Supplied data:
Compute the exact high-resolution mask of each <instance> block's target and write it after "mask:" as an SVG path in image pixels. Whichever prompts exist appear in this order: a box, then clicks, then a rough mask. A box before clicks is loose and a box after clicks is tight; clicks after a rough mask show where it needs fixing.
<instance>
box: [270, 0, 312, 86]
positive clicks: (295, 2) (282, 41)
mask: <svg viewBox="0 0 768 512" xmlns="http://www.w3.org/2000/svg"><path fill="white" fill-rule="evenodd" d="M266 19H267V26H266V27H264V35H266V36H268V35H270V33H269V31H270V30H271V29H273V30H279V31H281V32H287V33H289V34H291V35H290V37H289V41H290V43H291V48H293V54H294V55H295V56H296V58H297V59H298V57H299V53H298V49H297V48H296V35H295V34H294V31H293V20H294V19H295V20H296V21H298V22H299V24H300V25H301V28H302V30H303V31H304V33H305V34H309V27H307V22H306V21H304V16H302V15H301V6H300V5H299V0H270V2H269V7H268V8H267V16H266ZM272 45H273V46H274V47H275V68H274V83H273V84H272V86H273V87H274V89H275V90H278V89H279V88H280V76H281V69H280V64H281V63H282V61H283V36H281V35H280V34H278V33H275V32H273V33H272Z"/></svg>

Task prompt:
How many lines of the material contain the string "instance"? Answer with the number and nothing else.

Exercise answer:
2